### Written task
Starting with the line that contains "For every instance of the cow's leg, the" and going on through the final line of the records, set out those lines as a numbered list, leaving out any blank lines.
________
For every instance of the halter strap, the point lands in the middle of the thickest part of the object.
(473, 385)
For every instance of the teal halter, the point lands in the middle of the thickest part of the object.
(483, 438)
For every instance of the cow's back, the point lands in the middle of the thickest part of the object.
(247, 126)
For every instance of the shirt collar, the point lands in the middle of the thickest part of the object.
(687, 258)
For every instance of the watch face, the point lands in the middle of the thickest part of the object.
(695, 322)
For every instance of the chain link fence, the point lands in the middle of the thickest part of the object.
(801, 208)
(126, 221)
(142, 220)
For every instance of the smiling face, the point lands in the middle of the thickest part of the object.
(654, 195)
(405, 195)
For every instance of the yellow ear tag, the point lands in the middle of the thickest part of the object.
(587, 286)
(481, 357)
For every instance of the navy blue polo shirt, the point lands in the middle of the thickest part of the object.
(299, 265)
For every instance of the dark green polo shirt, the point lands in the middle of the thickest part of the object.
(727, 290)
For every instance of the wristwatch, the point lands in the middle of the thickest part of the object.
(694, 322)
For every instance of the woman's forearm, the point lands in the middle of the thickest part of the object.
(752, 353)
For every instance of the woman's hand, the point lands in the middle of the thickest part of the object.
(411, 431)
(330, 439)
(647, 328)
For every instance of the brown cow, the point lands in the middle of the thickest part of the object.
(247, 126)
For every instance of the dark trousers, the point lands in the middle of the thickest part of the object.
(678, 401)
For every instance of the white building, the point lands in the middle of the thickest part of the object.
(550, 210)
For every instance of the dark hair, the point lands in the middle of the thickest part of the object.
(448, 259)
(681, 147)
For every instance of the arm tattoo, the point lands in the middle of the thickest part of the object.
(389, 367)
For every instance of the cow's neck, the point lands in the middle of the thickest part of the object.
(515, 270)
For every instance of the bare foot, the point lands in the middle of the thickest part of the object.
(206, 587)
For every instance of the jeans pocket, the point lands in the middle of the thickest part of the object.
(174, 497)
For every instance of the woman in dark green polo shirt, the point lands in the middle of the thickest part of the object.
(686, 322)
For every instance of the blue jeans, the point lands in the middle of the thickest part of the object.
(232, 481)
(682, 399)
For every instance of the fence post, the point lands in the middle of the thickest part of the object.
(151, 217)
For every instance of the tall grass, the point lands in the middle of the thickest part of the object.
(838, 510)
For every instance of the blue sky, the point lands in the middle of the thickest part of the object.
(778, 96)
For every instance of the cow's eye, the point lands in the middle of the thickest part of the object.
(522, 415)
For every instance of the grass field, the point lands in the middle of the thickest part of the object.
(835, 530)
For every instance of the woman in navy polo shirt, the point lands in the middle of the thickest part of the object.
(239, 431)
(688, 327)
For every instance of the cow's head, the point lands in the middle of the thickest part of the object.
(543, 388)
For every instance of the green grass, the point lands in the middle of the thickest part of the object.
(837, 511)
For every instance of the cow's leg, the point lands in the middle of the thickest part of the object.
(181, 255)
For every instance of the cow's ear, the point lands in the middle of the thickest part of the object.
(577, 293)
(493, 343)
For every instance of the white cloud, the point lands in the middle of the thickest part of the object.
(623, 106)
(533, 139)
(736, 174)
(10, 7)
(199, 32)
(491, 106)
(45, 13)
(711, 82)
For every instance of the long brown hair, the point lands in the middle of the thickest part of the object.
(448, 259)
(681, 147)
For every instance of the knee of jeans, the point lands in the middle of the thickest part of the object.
________
### Final result
1. For every instance of the cow's leg, the point lands in the middle of the thickest part of the object.
2. (181, 255)
3. For every instance of the cow's ear, the point lands in the middle of the thickest part of the object.
4. (577, 293)
5. (493, 343)
6. For every instance of the white cloud, the point lands in the middle of the thickest part of the object.
7. (623, 106)
8. (533, 139)
9. (736, 174)
10. (10, 7)
11. (199, 32)
12. (491, 106)
13. (45, 13)
14. (711, 82)
15. For every instance of the long brown hair, the point lands in the middle of the thickest part of the object.
16. (448, 259)
17. (681, 147)
18. For every instance of the knee of jeans, the point lands in the middle of the thickest part of the object.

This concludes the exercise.